Extrait du document:
Delphine Py : « Je recommande de leur donner accès à des sources adaptées à leur âge, des journaux télévisés conçus pour eux, avec une présentation moins anxiogène, des mots plus simples, des images moins chocs. Mon deuxième conseil est d’accompagner les enfants : dire déjà qu’il est important de savourer l’instant présent, mais aussi leur montrer qu’on peut s’engager, faire des petites actions au quotidien qui nous donnent l’impression de contrôler et d’avoir notre mot à dire dans ce qui se passe ; par exemple en faisant avec eux le tri sélectif, en participant à un ramassage des plastiques sur un week-end… Cela permet de transformer la peur ou la colère en quelque chose de concret, ce qui permet de le vivre plus facilement. »
C’est aussi l’intention de Tonio Escamez : « Je souhaite éveiller les consciences, mais il ne s’agit pas de rester sur un discours catastrophiste ; j’ai à cœur de protéger la part d’espoir que chacun porte. J’essaie de travailler sur la lucidité de la situation, mais de réfléchir aussi avec eux sur la possibilité de réparer certaines choses, les mettre en mouvement, leur montrer que chacun peut faire sa part. J’insiste beaucoup aussi sur l’émerveillement. »

Tâche courte 1:
Recopiez les lignes de la liste, de celle qui contient « In the picture above, where can the red » jusqu'à la fin de la liste, en remplaçant « white cloud » par « gray cloud » sans rien modifier d'autre.

Données extraites:
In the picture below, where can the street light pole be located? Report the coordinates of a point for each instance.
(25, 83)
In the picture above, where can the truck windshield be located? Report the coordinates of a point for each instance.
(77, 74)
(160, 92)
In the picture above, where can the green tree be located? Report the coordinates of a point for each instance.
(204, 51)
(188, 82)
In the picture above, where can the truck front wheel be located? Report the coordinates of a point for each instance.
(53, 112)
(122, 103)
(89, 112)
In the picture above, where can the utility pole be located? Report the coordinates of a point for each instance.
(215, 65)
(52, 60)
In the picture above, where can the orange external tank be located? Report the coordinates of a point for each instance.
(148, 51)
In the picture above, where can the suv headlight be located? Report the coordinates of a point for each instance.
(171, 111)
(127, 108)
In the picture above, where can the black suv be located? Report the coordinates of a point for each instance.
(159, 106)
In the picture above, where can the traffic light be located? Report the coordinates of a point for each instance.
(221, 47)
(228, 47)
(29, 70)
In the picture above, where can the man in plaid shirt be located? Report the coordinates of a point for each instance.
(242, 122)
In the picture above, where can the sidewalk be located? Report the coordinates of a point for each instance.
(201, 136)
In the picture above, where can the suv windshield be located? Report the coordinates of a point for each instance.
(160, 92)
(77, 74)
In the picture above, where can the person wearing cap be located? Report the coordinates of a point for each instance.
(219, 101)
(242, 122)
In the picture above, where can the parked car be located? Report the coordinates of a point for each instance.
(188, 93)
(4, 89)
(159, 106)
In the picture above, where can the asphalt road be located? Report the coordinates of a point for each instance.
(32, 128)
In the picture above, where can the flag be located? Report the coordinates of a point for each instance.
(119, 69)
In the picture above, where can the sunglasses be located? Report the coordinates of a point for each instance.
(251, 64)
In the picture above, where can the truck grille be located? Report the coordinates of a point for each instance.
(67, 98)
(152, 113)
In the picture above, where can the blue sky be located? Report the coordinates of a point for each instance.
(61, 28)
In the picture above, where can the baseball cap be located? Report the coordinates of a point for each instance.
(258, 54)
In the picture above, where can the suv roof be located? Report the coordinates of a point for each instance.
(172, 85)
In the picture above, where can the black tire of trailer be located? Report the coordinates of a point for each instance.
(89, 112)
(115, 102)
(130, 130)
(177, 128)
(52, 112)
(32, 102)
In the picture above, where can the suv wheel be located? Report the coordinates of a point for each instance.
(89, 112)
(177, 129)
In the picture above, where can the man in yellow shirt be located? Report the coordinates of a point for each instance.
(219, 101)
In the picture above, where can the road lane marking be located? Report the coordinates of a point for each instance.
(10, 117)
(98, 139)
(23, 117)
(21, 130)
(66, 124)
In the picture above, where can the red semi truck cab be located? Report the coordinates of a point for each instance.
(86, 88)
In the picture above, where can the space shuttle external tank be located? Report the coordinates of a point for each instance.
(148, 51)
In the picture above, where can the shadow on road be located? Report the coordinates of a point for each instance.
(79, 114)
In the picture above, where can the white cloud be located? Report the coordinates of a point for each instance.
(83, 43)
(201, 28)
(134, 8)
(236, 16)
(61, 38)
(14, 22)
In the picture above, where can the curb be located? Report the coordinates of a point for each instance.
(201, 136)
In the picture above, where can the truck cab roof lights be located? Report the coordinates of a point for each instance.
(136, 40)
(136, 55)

Tâche courte 2:
D'après l'extrait du document, sur quoi Tonio Escamez dit-il beaucoup insister ?

Réponse 1:
In the picture above, where can the red semi truck cab be located? Report the coordinates of a point for each instance.
(86, 88)
In the picture above, where can the space shuttle external tank be located? Report the coordinates of a point for each instance.
(148, 51)
In the picture above, where can the shadow on road be located? Report the coordinates of a point for each instance.
(79, 114)
In the picture above, where can the gray cloud be located? Report the coordinates of a point for each instance.
(83, 43)
(201, 28)
(134, 8)
(236, 16)
(61, 38)
(14, 22)
In the picture above, where can the curb be located? Report the coordinates of a point for each instance.
(201, 136)
In the picture above, where can the truck cab roof lights be located? Report the coordinates of a point for each instance.
(136, 40)
(136, 55)

Réponse 2:
Sur l'émerveillement.